BEGIN Data for analysis
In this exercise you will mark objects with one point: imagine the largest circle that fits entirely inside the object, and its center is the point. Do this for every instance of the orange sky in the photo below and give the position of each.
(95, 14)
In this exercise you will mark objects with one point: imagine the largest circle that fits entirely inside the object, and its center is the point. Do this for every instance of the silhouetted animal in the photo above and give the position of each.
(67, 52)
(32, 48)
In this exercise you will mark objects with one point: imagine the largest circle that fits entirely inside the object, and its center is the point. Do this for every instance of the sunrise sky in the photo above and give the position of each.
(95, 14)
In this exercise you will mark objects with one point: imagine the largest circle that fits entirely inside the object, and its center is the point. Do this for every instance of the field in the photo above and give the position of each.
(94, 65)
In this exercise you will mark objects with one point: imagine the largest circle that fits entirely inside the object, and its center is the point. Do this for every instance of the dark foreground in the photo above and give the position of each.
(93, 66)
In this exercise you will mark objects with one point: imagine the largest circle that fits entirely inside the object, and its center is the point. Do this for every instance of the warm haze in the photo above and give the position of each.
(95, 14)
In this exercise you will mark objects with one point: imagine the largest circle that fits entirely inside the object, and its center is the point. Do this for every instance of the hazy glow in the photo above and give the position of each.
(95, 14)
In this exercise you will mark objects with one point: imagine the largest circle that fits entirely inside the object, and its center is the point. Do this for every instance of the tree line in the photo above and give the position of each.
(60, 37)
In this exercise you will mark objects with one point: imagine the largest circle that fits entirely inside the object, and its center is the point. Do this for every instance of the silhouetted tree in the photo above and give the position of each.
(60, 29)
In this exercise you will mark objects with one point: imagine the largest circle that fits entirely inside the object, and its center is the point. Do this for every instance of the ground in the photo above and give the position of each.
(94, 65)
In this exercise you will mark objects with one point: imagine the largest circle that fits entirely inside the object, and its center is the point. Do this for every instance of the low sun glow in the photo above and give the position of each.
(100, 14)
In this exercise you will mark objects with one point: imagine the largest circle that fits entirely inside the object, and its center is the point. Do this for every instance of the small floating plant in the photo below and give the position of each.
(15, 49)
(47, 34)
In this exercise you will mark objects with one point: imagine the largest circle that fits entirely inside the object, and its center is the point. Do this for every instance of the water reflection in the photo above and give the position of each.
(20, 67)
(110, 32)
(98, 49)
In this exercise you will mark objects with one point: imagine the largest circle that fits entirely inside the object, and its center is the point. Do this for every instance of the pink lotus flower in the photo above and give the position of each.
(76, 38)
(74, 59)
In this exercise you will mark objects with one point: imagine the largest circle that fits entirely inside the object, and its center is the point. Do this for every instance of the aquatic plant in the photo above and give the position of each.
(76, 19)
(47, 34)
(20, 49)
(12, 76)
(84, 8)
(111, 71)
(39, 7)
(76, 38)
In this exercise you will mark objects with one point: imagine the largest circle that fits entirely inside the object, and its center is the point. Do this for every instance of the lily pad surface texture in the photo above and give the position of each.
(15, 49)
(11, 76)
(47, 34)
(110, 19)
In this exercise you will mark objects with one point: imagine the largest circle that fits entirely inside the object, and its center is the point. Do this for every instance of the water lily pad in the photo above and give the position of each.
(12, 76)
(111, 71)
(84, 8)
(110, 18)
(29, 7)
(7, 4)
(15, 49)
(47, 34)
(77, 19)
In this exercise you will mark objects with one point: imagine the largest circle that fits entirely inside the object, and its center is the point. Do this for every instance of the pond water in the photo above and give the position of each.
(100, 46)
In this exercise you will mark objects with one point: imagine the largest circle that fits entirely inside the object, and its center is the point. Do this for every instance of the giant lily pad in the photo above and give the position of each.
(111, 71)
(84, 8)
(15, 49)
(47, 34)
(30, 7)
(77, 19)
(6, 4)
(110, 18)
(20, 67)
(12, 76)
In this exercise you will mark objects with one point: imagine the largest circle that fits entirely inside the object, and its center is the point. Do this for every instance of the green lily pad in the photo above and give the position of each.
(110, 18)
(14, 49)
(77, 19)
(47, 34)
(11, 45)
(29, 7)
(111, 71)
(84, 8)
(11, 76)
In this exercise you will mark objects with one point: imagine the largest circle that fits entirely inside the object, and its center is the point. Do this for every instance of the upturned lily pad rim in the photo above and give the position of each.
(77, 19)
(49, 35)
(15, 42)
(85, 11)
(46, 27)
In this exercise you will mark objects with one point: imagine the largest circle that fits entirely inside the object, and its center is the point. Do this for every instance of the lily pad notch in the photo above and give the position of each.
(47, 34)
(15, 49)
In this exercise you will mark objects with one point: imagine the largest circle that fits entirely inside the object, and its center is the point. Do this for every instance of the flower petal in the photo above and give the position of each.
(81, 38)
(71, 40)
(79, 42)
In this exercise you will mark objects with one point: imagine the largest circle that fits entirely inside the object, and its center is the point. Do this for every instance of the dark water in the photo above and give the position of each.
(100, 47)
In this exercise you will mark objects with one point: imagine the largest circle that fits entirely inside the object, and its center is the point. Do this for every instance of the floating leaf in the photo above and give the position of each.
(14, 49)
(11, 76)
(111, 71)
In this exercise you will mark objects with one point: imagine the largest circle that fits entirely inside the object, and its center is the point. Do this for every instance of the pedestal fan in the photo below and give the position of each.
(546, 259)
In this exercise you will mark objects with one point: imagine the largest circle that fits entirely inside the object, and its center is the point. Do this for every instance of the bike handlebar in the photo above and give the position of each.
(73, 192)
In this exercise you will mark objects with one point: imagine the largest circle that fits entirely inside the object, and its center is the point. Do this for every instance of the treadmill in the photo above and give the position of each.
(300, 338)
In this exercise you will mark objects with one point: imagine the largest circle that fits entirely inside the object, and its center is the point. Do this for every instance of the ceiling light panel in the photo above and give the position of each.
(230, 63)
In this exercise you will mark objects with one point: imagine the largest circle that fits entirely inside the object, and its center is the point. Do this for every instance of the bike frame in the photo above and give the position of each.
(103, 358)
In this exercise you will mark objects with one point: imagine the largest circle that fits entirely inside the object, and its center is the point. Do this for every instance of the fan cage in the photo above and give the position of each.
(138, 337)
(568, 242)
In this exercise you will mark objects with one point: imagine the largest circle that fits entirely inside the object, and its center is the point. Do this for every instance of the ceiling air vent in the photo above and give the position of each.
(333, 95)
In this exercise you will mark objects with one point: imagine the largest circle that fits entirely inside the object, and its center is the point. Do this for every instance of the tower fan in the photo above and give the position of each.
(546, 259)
END Data for analysis
[What the exercise asks] Repeat the data word for word, leaving out no line.

[Completed task]
In this exercise you will mark objects with one point: imagine the largest circle that fits entirely inside the object, and its center is the point. Do this for every instance of the orange sky in the photo below and give the position of each.
(95, 14)
In this exercise you will mark objects with one point: imagine the largest circle that fits entirely inside the object, and its center is the point. Do this for every instance of the silhouetted animal in the photo above and give the position of each.
(67, 52)
(32, 48)
In this exercise you will mark objects with one point: imagine the largest circle that fits entirely inside the object, and its center is the point. Do this for every instance of the sunrise sky in the photo above and give the position of each.
(95, 14)
In this exercise you will mark objects with one point: imagine the largest circle that fits entirely inside the object, and its center is the point. Do this for every instance of the field in the photo above and give the position of each.
(94, 65)
In this exercise you will mark objects with one point: imagine the largest circle that fits entirely inside the object, and its center is the point. Do this for every instance of the dark foreground in the photo above and give the position of each.
(93, 66)
In this exercise you will mark objects with one point: imagine the largest circle that fits entirely inside the object, and its center is the point. Do this for every instance of the warm haze in the photo above and give the position of each.
(95, 14)
In this exercise you will mark objects with one point: imagine the largest circle that fits entirely inside the object, and its center is the point. Do this for every instance of the hazy glow in the photo above and give the position of each.
(95, 14)
In this exercise you will mark objects with one point: imagine the largest circle that fits entirely inside the object, and its center is the point. Do this for every instance of the tree line in the photo above and give the position of each.
(60, 37)
In this exercise you will mark objects with one point: imagine the largest circle that fits entirely inside the object, and its center is the point. Do this for every instance of the silhouetted tree in the photo above and give the position of each.
(60, 29)
In this exercise you will mark objects with one point: imagine the largest circle that fits entirely inside the object, and its center is the point. Do this for every instance of the ground in the photo above and give the position of each.
(94, 65)
In this exercise you will mark objects with one point: imagine the largest circle that fits entirely inside the object, and its center is the point. Do this for every instance of the low sun glow in the photo above and give the position of each.
(100, 14)
In this exercise you will mark objects with one point: imagine the largest circle that fits entirely inside the object, and its center is the point. Do this for every instance of the small floating plant in the photo below and give the position of each.
(15, 49)
(47, 34)
In this exercise you will mark objects with one point: imagine the largest circle that fits entirely inside the object, and its center is the point. Do this for every instance of the water reflection in the photo above and give the position of each.
(20, 67)
(110, 32)
(98, 49)
In this exercise you will mark objects with one point: imagine the largest circle that fits entirely inside the object, and its center is the point. Do this for every instance of the pink lotus flower in the photo above and give the position of each.
(76, 38)
(74, 59)
In this exercise you will mark objects with one point: imagine the largest circle that fits entirely inside the object, and its center is the point. Do this for every instance of the aquatic plant in the photo above and give the position of each.
(76, 19)
(47, 34)
(20, 49)
(12, 76)
(84, 8)
(111, 71)
(39, 7)
(76, 38)
In this exercise you will mark objects with one point: imagine the largest circle that fits entirely inside the object, and its center is the point. Do this for every instance of the lily pad surface texture in the photo above and give the position of each.
(15, 49)
(11, 76)
(47, 34)
(110, 19)
In this exercise you will mark objects with one point: imagine the largest circle that fits entirely inside the object, and its center is the point. Do this for every instance of the water lily pad in the photo above and give the position of each.
(12, 76)
(111, 71)
(84, 8)
(110, 18)
(29, 7)
(7, 4)
(15, 49)
(47, 34)
(77, 19)
In this exercise you will mark objects with one point: imagine the largest circle that fits entirely inside the object, and its center is the point. Do this for every instance of the pond water in the photo above and give the position of each.
(100, 46)
In this exercise you will mark objects with one point: imagine the largest circle that fits entirely inside the object, and its center is the point. Do this for every instance of the giant lily pad in the photo above and give the position of each.
(111, 71)
(84, 8)
(15, 49)
(47, 34)
(30, 7)
(77, 19)
(6, 4)
(110, 18)
(20, 67)
(12, 76)
In this exercise you will mark objects with one point: imagine the largest circle that fits entirely inside the object, and its center is the point. Do this for every instance of the green lily pad in the photo above and give the position of each.
(110, 18)
(14, 49)
(77, 19)
(47, 34)
(11, 45)
(29, 7)
(111, 71)
(84, 8)
(11, 76)
In this exercise you will mark objects with one point: imagine the largest circle that fits entirely inside the object, and its center is the point. Do this for every instance of the upturned lily pad rim in the photo above and give the position of each.
(77, 19)
(49, 35)
(15, 42)
(85, 11)
(46, 27)
In this exercise you will mark objects with one point: imagine the largest circle that fits entirely inside the object, and its center is the point. Do this for every instance of the lily pad notch in the photo above and give the position of each.
(47, 34)
(15, 49)
In this exercise you will mark objects with one point: imagine the largest circle that fits entirely inside the object, and its center is the point. Do this for every instance of the flower petal in the photo above and give the position of each.
(81, 38)
(71, 40)
(79, 42)
In this exercise you will mark objects with one point: imagine the largest circle that fits entirely inside the object, and its center is the point. Do this for every instance of the dark water in the photo above and give the position of each.
(100, 47)
In this exercise you will mark objects with one point: imagine the largest circle that fits entirely inside the object, and its center is the point. Do this for every instance of the floating leaf in the photo above and give the position of each.
(14, 49)
(11, 76)
(111, 71)
In this exercise you will mark objects with one point: imagine the largest circle that fits entirely inside the object, and its center is the point. Do this for every instance of the pedestal fan in the photo below and give the position of each.
(546, 259)
In this exercise you will mark objects with one point: imagine the largest circle that fits entirely inside the object, and its center is the point. Do this for every instance of the bike handlebar in the photo above and give the position of each.
(73, 192)
In this exercise you will mark objects with one point: imagine the largest circle that fits entirely inside the object, and its center is the point. Do this for every instance of the treadmill in the photo above and give the position of each.
(300, 338)
In this exercise you will mark objects with one point: imagine the largest circle that fits entirely inside the object, and its center is the point. Do this for every instance of the ceiling light panel in the photo above and give the position of each.
(230, 63)
In this exercise you will mark objects with one point: imagine the largest circle that fits entirely inside the object, and its center is the point. Do this for every instance of the bike frame in the photo above and give the position of each.
(103, 358)
In this exercise you will mark objects with one point: imagine the largest circle that fits entirely inside the object, and its center is the point. Do this for every instance of the fan cage in the photo above and give the position of each.
(138, 337)
(568, 242)
In this exercise you will mark objects with one point: imagine the largest circle that fits entirely inside the object, and its center is the point. Do this for every instance of the ceiling air vent in the photo above and give the position of each.
(333, 95)
In this exercise you will mark objects with one point: imagine the largest circle that fits entirely inside the object, and its center is the point. Do this for every instance of the tower fan in the photo above and give the position of each.
(546, 259)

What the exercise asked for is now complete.